## Begin Entries provided

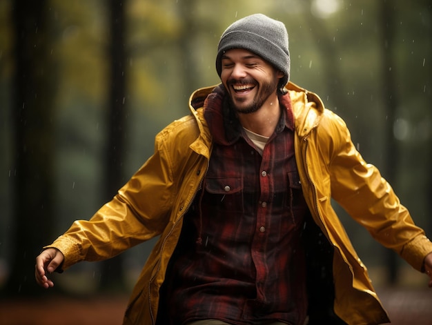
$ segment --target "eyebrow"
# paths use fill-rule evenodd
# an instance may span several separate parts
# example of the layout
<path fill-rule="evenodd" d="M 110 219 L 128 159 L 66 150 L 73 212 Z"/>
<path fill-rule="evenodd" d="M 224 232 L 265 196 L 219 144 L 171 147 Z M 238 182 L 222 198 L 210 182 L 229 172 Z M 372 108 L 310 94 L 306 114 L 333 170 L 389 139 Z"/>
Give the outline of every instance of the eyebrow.
<path fill-rule="evenodd" d="M 242 57 L 242 59 L 243 60 L 247 60 L 248 59 L 260 59 L 261 57 L 257 56 L 257 55 L 246 55 L 244 57 Z M 228 60 L 230 60 L 231 58 L 230 57 L 228 57 L 226 55 L 222 55 L 222 57 L 221 58 L 221 59 L 227 59 Z"/>

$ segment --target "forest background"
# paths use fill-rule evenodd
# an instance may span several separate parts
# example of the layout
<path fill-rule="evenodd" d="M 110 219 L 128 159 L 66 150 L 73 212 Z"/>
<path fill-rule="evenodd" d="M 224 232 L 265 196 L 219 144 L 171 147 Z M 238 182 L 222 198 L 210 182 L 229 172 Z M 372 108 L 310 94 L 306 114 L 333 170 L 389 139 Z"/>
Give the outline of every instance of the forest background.
<path fill-rule="evenodd" d="M 289 34 L 293 82 L 340 115 L 432 237 L 430 1 L 0 1 L 0 288 L 41 295 L 41 247 L 89 219 L 219 82 L 217 43 L 262 12 Z M 426 280 L 338 208 L 375 284 Z M 55 276 L 56 290 L 128 292 L 154 239 Z"/>

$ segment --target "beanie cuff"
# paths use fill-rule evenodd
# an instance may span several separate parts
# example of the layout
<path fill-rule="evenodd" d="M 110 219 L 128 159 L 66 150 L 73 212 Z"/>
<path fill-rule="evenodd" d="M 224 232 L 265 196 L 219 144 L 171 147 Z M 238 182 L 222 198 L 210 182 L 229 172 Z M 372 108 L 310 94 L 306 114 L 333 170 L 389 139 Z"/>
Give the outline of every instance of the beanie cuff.
<path fill-rule="evenodd" d="M 225 52 L 234 48 L 244 48 L 259 56 L 284 72 L 284 75 L 280 83 L 282 86 L 288 83 L 290 70 L 289 55 L 268 39 L 245 30 L 233 30 L 224 35 L 221 39 L 216 58 L 216 71 L 219 77 L 222 70 L 222 55 Z"/>

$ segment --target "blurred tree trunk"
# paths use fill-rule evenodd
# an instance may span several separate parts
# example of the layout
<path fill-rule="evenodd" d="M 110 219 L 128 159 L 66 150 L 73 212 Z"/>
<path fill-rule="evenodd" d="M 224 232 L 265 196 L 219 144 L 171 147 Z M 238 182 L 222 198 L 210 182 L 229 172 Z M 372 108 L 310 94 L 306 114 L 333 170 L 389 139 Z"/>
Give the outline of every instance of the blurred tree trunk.
<path fill-rule="evenodd" d="M 106 148 L 106 170 L 104 179 L 104 197 L 112 199 L 123 185 L 123 159 L 125 155 L 126 135 L 126 57 L 124 6 L 126 1 L 109 1 L 109 19 L 111 43 L 109 111 L 108 116 L 108 140 Z M 104 289 L 120 288 L 123 286 L 123 257 L 118 255 L 102 262 L 101 287 Z"/>
<path fill-rule="evenodd" d="M 8 293 L 41 293 L 35 258 L 49 241 L 52 216 L 52 82 L 44 0 L 12 1 L 13 235 Z"/>
<path fill-rule="evenodd" d="M 384 152 L 385 177 L 390 184 L 395 184 L 399 157 L 399 146 L 393 134 L 393 126 L 396 119 L 396 110 L 399 106 L 397 89 L 395 84 L 396 58 L 394 44 L 396 26 L 394 19 L 395 4 L 389 0 L 382 0 L 379 7 L 381 19 L 381 49 L 382 50 L 382 95 L 384 112 L 388 123 L 384 126 L 386 136 Z M 386 266 L 388 279 L 391 284 L 395 284 L 397 277 L 397 257 L 393 250 L 386 250 Z"/>

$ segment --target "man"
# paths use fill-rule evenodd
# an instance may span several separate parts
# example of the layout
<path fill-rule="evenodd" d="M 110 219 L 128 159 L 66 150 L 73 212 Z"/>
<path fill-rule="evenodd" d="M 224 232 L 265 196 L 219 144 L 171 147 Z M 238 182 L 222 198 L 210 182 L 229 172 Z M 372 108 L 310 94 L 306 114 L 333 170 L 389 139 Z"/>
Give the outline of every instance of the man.
<path fill-rule="evenodd" d="M 216 69 L 222 83 L 193 94 L 191 114 L 157 136 L 114 199 L 37 257 L 37 282 L 52 287 L 47 273 L 160 235 L 126 324 L 388 322 L 331 198 L 429 286 L 432 243 L 344 121 L 288 83 L 284 24 L 235 22 Z"/>

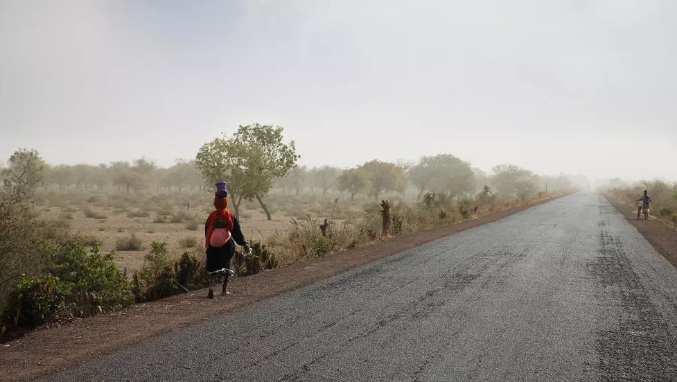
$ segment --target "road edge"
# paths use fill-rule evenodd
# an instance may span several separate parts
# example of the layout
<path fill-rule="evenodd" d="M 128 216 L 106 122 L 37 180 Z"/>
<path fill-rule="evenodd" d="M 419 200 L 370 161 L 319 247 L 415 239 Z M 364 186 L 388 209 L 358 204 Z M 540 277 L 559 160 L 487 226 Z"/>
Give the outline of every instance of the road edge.
<path fill-rule="evenodd" d="M 656 220 L 637 220 L 637 212 L 635 207 L 628 206 L 623 203 L 613 195 L 604 193 L 601 194 L 619 214 L 641 234 L 657 252 L 665 258 L 672 266 L 677 269 L 677 231 L 672 227 Z M 673 240 L 665 240 L 665 238 L 672 238 Z"/>
<path fill-rule="evenodd" d="M 206 288 L 204 288 L 137 304 L 119 314 L 89 317 L 62 327 L 36 330 L 0 347 L 0 380 L 26 381 L 58 373 L 150 338 L 435 240 L 500 220 L 576 192 L 544 198 L 458 224 L 391 238 L 243 279 L 236 278 L 229 283 L 231 296 L 207 299 L 204 298 L 206 295 Z"/>

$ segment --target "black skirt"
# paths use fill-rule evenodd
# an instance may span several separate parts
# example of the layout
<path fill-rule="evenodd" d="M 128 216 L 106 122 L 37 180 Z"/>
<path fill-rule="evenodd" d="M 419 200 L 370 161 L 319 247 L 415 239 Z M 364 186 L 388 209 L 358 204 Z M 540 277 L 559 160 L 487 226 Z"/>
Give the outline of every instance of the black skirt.
<path fill-rule="evenodd" d="M 222 247 L 212 247 L 209 245 L 206 249 L 207 272 L 213 272 L 220 269 L 230 269 L 230 261 L 235 254 L 235 242 L 231 238 Z"/>

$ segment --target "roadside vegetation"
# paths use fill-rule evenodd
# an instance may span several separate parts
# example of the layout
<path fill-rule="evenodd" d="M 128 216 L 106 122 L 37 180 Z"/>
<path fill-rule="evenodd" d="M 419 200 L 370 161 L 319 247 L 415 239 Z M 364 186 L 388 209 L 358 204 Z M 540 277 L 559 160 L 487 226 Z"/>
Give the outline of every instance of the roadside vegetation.
<path fill-rule="evenodd" d="M 671 184 L 660 179 L 629 183 L 616 178 L 601 185 L 600 188 L 607 195 L 633 209 L 637 208 L 635 200 L 647 190 L 651 197 L 651 216 L 677 228 L 677 183 Z"/>
<path fill-rule="evenodd" d="M 308 168 L 297 164 L 294 141 L 283 132 L 240 126 L 169 168 L 146 158 L 51 165 L 18 150 L 0 173 L 0 338 L 204 287 L 204 222 L 219 180 L 228 182 L 229 208 L 254 249 L 236 254 L 239 277 L 475 218 L 583 182 L 509 164 L 487 173 L 448 153 Z M 655 193 L 674 208 L 668 191 Z"/>

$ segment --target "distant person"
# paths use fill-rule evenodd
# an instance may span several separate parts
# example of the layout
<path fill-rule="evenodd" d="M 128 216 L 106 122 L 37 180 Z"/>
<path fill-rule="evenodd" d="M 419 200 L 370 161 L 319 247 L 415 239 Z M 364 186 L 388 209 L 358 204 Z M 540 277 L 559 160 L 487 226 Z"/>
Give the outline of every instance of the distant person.
<path fill-rule="evenodd" d="M 642 202 L 642 213 L 644 214 L 644 220 L 649 220 L 649 211 L 651 209 L 651 197 L 649 196 L 649 193 L 647 190 L 644 190 L 644 194 L 642 198 L 637 199 L 636 201 Z M 640 215 L 638 214 L 637 220 L 640 220 Z"/>
<path fill-rule="evenodd" d="M 216 192 L 214 193 L 214 211 L 209 214 L 206 221 L 204 222 L 204 248 L 206 249 L 206 270 L 215 272 L 221 269 L 230 270 L 230 262 L 235 254 L 235 243 L 245 248 L 247 252 L 251 252 L 251 248 L 240 229 L 240 223 L 233 213 L 226 209 L 228 207 L 228 192 L 226 191 L 226 182 L 219 182 L 216 184 Z M 221 295 L 229 295 L 226 290 L 228 285 L 229 273 L 223 275 L 223 289 Z M 212 282 L 213 279 L 212 279 Z M 213 290 L 210 284 L 209 293 L 207 297 L 213 298 Z"/>

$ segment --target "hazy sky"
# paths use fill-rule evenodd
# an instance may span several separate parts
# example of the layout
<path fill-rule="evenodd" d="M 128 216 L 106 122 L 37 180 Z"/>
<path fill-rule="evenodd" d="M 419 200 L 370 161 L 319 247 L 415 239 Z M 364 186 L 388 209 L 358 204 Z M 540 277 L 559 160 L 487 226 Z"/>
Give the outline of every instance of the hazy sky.
<path fill-rule="evenodd" d="M 0 0 L 0 158 L 166 166 L 258 122 L 311 166 L 677 180 L 676 19 L 674 0 Z"/>

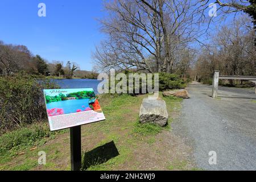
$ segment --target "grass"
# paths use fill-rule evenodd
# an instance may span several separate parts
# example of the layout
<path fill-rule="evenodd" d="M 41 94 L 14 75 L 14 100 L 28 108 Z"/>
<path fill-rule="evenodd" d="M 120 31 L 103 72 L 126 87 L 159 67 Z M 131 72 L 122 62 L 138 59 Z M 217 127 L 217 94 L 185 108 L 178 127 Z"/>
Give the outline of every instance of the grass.
<path fill-rule="evenodd" d="M 170 150 L 162 143 L 168 140 L 170 124 L 179 115 L 182 99 L 163 98 L 170 118 L 169 125 L 162 127 L 139 122 L 139 107 L 146 97 L 99 96 L 106 119 L 82 126 L 82 170 L 149 169 L 148 166 L 164 166 L 167 159 L 155 158 L 166 156 Z M 69 170 L 68 131 L 51 133 L 46 123 L 40 123 L 1 136 L 0 170 Z M 35 146 L 37 148 L 31 151 Z M 47 154 L 45 166 L 37 163 L 40 151 Z M 142 164 L 143 160 L 148 161 Z"/>

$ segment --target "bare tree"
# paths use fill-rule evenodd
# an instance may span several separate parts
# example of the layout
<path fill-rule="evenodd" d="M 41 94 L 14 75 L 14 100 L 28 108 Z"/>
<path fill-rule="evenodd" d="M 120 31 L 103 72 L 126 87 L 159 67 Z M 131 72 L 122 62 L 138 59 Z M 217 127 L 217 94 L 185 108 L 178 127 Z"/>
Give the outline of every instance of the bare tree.
<path fill-rule="evenodd" d="M 189 0 L 106 3 L 109 15 L 101 22 L 108 40 L 93 53 L 95 64 L 101 69 L 134 67 L 172 72 L 175 51 L 200 35 L 197 6 L 197 2 Z"/>

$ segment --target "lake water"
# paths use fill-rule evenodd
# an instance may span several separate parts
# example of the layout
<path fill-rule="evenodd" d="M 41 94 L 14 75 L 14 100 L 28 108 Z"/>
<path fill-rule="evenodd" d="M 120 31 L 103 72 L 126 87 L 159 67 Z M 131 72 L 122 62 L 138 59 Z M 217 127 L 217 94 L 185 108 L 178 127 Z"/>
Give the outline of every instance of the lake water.
<path fill-rule="evenodd" d="M 93 88 L 98 94 L 97 87 L 100 81 L 93 79 L 53 79 L 61 89 Z"/>
<path fill-rule="evenodd" d="M 76 113 L 78 109 L 84 110 L 89 107 L 89 99 L 67 100 L 47 104 L 47 109 L 59 108 L 63 109 L 64 114 Z"/>

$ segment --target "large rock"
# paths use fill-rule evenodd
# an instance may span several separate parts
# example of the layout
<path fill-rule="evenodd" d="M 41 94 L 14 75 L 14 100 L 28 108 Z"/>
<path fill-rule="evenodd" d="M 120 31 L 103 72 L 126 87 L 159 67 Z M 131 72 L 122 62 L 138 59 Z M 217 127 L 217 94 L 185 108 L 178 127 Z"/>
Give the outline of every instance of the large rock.
<path fill-rule="evenodd" d="M 166 102 L 162 99 L 143 99 L 139 111 L 141 123 L 154 123 L 164 126 L 167 123 L 168 111 Z"/>
<path fill-rule="evenodd" d="M 188 91 L 185 89 L 164 91 L 163 92 L 163 95 L 165 97 L 172 96 L 183 98 L 189 98 Z"/>

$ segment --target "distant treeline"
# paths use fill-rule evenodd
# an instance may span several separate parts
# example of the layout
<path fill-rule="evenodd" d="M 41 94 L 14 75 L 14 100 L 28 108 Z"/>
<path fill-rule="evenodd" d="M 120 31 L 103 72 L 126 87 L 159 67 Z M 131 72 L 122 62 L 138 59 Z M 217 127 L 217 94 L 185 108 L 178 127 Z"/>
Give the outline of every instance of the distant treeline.
<path fill-rule="evenodd" d="M 25 71 L 36 77 L 53 76 L 72 78 L 97 78 L 98 73 L 80 70 L 75 62 L 68 61 L 48 62 L 40 55 L 34 56 L 23 45 L 6 44 L 0 41 L 0 75 L 10 75 Z"/>

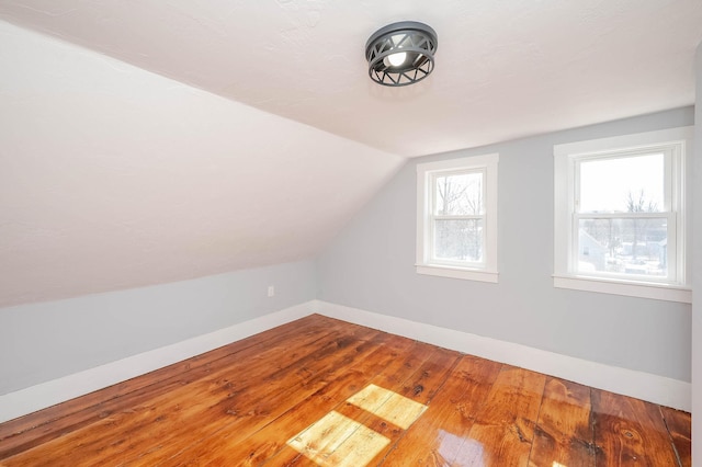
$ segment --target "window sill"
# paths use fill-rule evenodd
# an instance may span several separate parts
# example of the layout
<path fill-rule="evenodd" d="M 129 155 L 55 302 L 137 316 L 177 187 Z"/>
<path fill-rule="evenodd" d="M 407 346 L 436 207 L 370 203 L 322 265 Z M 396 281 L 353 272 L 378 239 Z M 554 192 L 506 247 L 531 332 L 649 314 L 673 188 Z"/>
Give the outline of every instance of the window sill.
<path fill-rule="evenodd" d="M 692 291 L 690 288 L 665 284 L 635 284 L 595 277 L 554 275 L 553 286 L 556 288 L 598 292 L 600 294 L 650 298 L 654 300 L 679 301 L 682 304 L 692 303 Z"/>
<path fill-rule="evenodd" d="M 461 278 L 464 281 L 490 282 L 497 284 L 499 274 L 496 272 L 468 270 L 464 267 L 438 266 L 417 264 L 417 274 L 434 275 L 439 277 Z"/>

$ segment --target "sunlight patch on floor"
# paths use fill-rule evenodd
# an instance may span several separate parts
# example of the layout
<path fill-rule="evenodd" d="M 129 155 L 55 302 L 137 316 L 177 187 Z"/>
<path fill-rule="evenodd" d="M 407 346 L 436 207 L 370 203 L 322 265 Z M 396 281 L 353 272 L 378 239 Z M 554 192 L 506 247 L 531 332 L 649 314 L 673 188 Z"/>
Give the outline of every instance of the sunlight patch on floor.
<path fill-rule="evenodd" d="M 336 411 L 313 423 L 287 445 L 320 466 L 367 465 L 390 441 Z"/>
<path fill-rule="evenodd" d="M 347 402 L 353 403 L 403 430 L 407 430 L 427 410 L 427 406 L 422 403 L 375 385 L 366 386 L 347 399 Z"/>
<path fill-rule="evenodd" d="M 422 403 L 375 385 L 366 386 L 347 402 L 404 430 L 427 410 Z M 364 424 L 332 410 L 288 440 L 287 445 L 320 466 L 361 467 L 389 442 Z"/>

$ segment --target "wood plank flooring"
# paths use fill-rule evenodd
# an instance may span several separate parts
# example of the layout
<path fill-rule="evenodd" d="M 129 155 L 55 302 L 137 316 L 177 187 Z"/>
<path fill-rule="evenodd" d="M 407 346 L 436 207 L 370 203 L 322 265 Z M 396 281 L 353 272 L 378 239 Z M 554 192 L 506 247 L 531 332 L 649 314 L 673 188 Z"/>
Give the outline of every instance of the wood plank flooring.
<path fill-rule="evenodd" d="M 314 315 L 0 424 L 0 466 L 691 466 L 689 413 Z"/>

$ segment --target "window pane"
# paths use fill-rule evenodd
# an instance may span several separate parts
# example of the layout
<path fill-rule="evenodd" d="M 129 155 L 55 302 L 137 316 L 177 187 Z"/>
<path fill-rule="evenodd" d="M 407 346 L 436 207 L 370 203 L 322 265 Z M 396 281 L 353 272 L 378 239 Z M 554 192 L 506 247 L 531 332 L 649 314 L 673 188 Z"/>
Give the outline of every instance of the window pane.
<path fill-rule="evenodd" d="M 483 173 L 439 175 L 434 183 L 434 215 L 482 215 Z"/>
<path fill-rule="evenodd" d="M 579 227 L 579 273 L 667 275 L 666 218 L 580 219 Z"/>
<path fill-rule="evenodd" d="M 435 220 L 434 259 L 483 261 L 483 219 Z"/>
<path fill-rule="evenodd" d="M 580 213 L 665 210 L 664 155 L 608 158 L 580 163 Z"/>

## End Entries provided

Given problem:
List every line in the listing above that contains the string "pane", matching case exactly.

The reply:
$ segment --target "window pane"
Give the outline of every instance of the window pane.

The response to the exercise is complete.